__Passage shown__.
/---

Abraham Lincoln`s Speech To 14 Indian Chiefs
I would have liked to have seen Daniel Day-Lewis act out this White House scene.
From the Washington Daily Morning Chronicle, March 1863:
The Executive Mansion was yesterday morning the scene of a very interesting ceremony. The Indian chiefs now in the city met the President of the United States and had a formal interview with him. … These Indians are fine-looking men. They have all the hard and cruel lines in their faces which we might expect in savages; but they are evidently men of intelligence and force of character. They were both dignified and cordial in their manner, and listened to everything with great interest. At half-past eleven the President entered the circle, and each one of the chiefs came forward and shook him by the hand, some of them adding a sort of salaam or salutation by spreading out the hands, and some contenting themselves with a simple shake of the hand and the inevitable `how` of the Indians of the Plains. The following is a list of the chiefs:
Cheyennes.—Lean Bear, War Bonnet, and Standing Water. Kiowais.—Yellow Buffalo, Lone Wolf, Yellow Wolf, White Bull, and Little Heart. Arapahoes.—Spotted Wolf and Nevah. Comanches.—Pricked Forehead and Ten Bears. Apache.—Poor Bear. Caddo.—Jacob.

\---

__Direction 1__.
According to the newspaper excerpt, why was the Executive Mansion the scene of a ceremony that morning?

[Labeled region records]

/---

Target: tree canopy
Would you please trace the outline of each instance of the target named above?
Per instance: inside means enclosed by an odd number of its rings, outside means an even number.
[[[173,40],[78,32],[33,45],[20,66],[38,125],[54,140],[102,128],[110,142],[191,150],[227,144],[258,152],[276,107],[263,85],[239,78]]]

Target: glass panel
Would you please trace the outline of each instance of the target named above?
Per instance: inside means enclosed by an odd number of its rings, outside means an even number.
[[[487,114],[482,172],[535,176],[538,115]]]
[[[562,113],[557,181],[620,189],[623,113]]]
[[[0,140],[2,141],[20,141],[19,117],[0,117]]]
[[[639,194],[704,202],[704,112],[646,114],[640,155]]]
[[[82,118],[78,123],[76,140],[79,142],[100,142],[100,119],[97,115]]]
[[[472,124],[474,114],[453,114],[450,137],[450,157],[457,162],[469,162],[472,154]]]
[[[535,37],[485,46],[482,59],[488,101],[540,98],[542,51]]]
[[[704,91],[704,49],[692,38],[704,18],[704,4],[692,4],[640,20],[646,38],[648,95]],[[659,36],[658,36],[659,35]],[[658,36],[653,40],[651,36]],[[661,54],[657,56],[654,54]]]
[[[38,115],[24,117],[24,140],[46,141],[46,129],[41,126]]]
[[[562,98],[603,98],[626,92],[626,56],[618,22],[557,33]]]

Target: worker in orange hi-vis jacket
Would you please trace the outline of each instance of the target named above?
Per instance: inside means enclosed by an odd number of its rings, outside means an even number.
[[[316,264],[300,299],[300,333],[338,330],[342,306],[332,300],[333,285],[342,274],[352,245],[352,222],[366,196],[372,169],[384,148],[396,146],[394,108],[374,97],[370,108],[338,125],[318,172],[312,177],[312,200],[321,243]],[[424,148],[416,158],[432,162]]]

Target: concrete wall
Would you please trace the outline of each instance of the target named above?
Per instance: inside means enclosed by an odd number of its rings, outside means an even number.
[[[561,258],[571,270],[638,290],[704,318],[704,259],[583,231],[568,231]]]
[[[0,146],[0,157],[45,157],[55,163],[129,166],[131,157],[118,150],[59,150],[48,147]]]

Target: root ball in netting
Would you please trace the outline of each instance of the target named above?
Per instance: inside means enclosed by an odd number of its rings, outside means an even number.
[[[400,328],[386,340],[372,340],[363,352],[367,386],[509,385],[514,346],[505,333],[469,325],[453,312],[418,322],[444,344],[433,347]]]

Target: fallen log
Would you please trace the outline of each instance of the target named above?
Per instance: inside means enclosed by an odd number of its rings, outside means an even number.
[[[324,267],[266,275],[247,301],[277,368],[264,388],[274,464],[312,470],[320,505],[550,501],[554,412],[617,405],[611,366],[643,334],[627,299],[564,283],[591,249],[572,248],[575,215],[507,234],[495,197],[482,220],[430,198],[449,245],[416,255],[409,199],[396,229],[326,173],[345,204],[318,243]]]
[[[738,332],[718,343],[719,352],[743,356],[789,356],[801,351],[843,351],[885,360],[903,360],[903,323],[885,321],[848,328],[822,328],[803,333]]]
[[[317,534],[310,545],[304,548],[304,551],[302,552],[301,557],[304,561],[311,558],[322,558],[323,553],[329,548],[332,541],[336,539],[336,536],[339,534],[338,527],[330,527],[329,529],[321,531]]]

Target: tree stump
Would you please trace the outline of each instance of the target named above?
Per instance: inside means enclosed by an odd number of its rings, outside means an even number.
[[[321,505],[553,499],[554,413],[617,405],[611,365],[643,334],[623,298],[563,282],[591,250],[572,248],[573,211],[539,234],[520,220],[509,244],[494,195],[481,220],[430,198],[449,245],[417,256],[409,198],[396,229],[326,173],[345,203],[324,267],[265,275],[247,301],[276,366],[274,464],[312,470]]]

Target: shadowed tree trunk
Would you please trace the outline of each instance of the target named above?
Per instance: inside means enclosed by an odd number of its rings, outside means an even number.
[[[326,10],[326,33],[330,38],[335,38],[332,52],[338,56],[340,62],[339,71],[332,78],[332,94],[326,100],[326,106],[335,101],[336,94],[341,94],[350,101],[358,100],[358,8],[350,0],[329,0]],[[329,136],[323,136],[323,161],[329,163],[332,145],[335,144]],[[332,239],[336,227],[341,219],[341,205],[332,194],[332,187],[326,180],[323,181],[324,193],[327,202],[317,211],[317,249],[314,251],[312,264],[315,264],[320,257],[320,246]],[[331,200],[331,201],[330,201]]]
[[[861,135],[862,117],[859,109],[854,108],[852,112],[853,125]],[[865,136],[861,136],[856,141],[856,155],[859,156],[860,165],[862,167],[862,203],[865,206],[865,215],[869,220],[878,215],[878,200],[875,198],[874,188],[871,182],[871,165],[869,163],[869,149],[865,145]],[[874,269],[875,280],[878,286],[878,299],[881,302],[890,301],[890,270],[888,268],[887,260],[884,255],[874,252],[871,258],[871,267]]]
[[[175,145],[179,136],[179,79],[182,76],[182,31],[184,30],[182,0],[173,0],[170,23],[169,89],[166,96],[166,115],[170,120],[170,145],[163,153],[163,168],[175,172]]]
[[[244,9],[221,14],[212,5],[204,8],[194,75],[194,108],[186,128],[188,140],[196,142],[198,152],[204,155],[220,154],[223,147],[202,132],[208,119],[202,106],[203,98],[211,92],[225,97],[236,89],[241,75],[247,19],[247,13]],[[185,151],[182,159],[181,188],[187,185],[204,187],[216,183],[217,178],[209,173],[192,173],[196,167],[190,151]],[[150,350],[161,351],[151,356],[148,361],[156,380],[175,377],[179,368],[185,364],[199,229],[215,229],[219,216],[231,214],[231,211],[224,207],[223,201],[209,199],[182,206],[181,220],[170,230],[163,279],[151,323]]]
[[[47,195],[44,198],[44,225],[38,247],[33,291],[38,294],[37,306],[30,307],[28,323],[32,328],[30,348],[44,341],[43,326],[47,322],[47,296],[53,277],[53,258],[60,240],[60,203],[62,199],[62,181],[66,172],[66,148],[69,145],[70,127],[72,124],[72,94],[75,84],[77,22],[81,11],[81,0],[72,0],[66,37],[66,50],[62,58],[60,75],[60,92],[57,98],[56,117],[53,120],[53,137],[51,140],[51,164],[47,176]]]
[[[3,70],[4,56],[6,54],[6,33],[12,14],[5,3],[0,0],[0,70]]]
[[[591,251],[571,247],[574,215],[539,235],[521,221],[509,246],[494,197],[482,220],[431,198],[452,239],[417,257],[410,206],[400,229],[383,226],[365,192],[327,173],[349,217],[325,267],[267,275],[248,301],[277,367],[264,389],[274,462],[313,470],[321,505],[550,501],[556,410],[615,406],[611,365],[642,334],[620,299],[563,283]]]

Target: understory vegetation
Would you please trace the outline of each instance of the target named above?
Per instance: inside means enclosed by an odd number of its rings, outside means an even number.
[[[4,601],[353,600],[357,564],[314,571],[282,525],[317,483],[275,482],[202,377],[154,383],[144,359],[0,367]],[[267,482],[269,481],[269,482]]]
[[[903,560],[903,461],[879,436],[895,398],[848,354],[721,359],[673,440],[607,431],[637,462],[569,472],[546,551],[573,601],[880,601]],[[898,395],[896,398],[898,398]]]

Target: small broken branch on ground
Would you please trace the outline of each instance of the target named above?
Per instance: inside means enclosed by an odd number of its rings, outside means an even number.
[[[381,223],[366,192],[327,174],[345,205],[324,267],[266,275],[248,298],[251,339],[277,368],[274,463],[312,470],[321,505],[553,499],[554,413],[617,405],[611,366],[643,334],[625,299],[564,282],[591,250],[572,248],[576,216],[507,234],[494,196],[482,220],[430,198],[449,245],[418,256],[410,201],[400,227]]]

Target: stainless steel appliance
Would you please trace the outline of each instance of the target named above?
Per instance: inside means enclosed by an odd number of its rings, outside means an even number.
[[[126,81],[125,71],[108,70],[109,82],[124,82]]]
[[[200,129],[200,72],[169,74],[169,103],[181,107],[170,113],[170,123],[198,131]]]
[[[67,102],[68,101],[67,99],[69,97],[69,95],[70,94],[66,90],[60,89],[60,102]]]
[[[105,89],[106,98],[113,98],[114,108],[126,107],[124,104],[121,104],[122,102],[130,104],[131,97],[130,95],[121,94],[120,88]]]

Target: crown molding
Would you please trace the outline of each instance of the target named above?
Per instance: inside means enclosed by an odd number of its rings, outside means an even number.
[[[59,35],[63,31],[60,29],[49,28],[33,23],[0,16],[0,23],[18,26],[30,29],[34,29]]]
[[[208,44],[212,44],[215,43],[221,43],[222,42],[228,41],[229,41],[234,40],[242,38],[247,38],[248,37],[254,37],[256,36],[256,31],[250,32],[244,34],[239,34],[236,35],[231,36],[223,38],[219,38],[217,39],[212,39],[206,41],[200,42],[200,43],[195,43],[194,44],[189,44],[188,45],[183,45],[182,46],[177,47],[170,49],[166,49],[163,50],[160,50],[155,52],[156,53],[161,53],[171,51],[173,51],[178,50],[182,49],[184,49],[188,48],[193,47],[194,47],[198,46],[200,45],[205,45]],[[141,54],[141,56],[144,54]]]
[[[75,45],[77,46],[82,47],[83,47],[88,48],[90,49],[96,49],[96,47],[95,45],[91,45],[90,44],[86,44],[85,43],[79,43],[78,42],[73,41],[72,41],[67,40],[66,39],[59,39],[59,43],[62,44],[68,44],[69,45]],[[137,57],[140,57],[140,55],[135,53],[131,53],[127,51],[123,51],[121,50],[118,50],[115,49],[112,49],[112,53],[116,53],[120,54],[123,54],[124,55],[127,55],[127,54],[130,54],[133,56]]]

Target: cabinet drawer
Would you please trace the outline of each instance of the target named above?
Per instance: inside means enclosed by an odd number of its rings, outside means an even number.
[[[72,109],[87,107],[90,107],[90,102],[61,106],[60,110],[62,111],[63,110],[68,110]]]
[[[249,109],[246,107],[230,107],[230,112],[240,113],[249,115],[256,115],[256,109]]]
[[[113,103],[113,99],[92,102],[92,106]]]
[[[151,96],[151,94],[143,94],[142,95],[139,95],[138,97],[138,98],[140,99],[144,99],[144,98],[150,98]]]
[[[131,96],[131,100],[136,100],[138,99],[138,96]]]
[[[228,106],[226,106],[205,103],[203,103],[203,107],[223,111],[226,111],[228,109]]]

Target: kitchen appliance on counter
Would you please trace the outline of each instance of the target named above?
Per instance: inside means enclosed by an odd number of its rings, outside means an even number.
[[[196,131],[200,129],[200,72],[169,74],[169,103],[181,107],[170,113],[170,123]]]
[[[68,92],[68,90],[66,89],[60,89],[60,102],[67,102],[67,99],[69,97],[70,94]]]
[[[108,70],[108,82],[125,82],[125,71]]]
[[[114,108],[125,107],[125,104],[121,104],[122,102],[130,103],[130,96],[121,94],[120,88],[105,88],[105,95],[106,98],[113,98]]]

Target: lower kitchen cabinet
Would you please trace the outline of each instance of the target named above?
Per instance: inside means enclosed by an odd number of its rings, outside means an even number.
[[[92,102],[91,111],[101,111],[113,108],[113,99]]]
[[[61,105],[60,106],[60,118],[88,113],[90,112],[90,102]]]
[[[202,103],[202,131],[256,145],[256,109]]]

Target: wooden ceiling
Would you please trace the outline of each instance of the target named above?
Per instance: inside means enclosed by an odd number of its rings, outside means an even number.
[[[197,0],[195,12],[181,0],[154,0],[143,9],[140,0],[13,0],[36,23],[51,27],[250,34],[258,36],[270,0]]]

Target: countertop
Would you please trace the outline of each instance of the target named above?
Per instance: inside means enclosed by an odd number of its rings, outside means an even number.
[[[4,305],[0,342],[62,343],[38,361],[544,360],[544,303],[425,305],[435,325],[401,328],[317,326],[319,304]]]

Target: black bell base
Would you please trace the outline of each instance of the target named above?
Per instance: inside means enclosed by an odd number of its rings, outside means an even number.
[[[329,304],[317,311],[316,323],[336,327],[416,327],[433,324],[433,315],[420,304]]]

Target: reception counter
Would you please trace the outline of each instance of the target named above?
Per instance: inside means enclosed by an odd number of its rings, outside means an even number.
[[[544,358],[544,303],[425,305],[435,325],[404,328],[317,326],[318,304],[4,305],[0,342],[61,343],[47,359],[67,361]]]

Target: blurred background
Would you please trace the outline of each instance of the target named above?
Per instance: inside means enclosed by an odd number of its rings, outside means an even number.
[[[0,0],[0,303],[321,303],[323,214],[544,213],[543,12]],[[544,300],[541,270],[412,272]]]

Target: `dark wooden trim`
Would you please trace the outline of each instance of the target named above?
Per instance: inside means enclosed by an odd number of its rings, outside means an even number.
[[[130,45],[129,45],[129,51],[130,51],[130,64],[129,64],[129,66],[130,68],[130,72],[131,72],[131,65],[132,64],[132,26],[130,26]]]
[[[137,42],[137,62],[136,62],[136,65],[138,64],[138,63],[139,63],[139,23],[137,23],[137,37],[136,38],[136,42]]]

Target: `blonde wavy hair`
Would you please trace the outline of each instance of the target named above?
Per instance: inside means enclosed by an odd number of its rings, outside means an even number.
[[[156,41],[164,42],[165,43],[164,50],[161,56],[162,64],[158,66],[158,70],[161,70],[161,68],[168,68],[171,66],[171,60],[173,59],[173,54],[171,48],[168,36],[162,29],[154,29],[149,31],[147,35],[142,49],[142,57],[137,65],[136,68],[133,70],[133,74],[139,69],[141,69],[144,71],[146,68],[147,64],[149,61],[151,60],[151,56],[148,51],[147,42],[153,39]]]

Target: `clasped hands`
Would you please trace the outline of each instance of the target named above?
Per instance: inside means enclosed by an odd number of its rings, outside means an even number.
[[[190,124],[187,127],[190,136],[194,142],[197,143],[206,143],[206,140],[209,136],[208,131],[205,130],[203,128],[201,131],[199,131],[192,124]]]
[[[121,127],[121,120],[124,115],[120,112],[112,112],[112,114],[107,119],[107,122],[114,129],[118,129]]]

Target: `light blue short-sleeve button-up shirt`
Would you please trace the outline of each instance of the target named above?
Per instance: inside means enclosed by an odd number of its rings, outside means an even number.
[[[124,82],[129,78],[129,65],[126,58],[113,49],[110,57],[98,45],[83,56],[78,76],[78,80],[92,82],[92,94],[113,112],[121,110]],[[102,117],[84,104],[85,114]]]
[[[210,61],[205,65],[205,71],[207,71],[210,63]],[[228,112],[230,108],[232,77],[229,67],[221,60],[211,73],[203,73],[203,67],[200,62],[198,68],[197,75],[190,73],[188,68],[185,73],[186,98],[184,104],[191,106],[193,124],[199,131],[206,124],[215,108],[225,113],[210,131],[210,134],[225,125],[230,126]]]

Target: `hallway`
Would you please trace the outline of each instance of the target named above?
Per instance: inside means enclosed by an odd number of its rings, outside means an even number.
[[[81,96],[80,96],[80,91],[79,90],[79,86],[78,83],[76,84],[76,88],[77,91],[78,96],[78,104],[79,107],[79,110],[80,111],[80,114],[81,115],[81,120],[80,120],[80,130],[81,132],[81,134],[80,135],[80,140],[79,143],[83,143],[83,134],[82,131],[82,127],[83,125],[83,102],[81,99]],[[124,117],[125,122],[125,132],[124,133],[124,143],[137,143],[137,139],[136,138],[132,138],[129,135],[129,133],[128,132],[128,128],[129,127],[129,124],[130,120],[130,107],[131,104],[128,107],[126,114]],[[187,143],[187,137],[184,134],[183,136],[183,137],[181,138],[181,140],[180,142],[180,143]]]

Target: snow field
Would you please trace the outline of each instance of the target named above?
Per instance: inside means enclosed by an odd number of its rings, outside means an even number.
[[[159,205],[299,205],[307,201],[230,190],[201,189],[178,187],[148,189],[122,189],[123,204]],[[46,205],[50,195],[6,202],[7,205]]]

\---

__Direction 2__.
Show each line of the records that contains the string "appliance".

__Reply 1__.
The Indian chiefs then in the city met the President of the United States there and held a formal interview with him.

__Reply 2__.
Target: stainless steel appliance
Target: kitchen appliance on counter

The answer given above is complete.